Overriding properties

下面這段大概是說.net裡屬性都會有一對get set方法,這些方法是被包含在屬性原數據定義裡的,如果用python重寫.net類的屬性,只需要重寫get_屬性名 就可以實現對屬性返回值的修改,推測:而set方法似乎是只讀的,不讓重寫?

.NET properties are backed by a pair of .NET methods for reading and writing the property. The C# compiler automatically names them as get_<PropertyName> and set_<PropertyName>. However, .NET itself does not require any specific naming pattern for these methods, and the names are stored in the the metadata associated with the property definition. The names can be accessed using the GetGetMethod and GetSetMethods of the System.Reflection.PropertyInfo class:

>>> import clr
>>> import System
>>> StringCollection = System.Collections.Generic.ICollection[str]
>>> prop_info = clr.GetClrType(StringCollection).GetProperty("Count")
>>> prop_info.GetGetMethod().Name
'get_Count'
>>> prop_info.GetSetMethod() # None because this is a read-only property
>>>

Overriding a virtual property requires defining a Python method with the same names as the underlying getter or setter .NET method:

>>>
>>> class MyCollection(StringCollection):
...    def get_Count(self):
...        return 100
...    # Other methods of ICollection not overriden for brevity
>>>
>>> c = MyCollection()
>>> # Use Reflection to simulate a call from another .NET language
>>> prop_info.GetGetMethod().Invoke(c, None)
100

Overiding events

如果要重寫.net事件,你得這麼干,似乎比重寫屬性復雜一些,先要重寫事件名,然後重寫事件對應的add和remove方法

Events have underlying methods which can be obtained using EventInfo.GetAddMethod and EventInfo.GetRemoveMethod

>>> from System.ComponentModel import IComponent
>>> import clr
>>> event_info = clr.GetClrType(IComponent).GetEvent("Disposed")
>>> event_info.GetAddMethod().Name
'add_Disposed'
>>> event_info.GetRemoveMethod().Name
'remove_Disposed'

To override events, you need to define methods with the name of the underlying methods:

>>> class MyComponent(IComponent):
...     def __init__(self):
...         self.dispose_handlers = []
...     def Dispose(self):
...         for handler in self.dispose_handlers:
...             handler(self, EventArgs())
...
...     def add_Disposed(self, value):
...         self.dispose_handlers.append(value)
...     def remove_Disposed(self, value):
...         self.dispose_handlers.remove(value)

▶ [記錄清單]:
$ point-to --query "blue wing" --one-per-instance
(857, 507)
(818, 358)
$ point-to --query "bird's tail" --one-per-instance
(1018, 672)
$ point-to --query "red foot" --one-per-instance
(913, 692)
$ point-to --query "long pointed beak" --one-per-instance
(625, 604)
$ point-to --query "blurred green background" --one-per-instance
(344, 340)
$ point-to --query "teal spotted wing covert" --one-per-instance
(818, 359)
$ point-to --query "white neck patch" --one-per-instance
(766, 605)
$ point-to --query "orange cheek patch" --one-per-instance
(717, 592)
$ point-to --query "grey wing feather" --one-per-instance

* * *

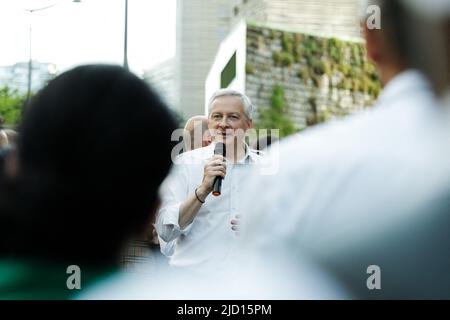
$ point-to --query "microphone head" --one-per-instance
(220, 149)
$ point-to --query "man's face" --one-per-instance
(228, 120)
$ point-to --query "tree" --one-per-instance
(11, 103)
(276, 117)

▶ [任務目標]: 所附文本中,呼叫 prop_info.GetSetMethod() 時為何沒有取得任何方法?用一到三句話說明。 請只依據所附文本作答。

▶ [預期輸出]: 因為 Count 是唯讀屬性,沒有用來寫入的 set 方法,所以 prop_info.GetSetMethod() 傳回 None。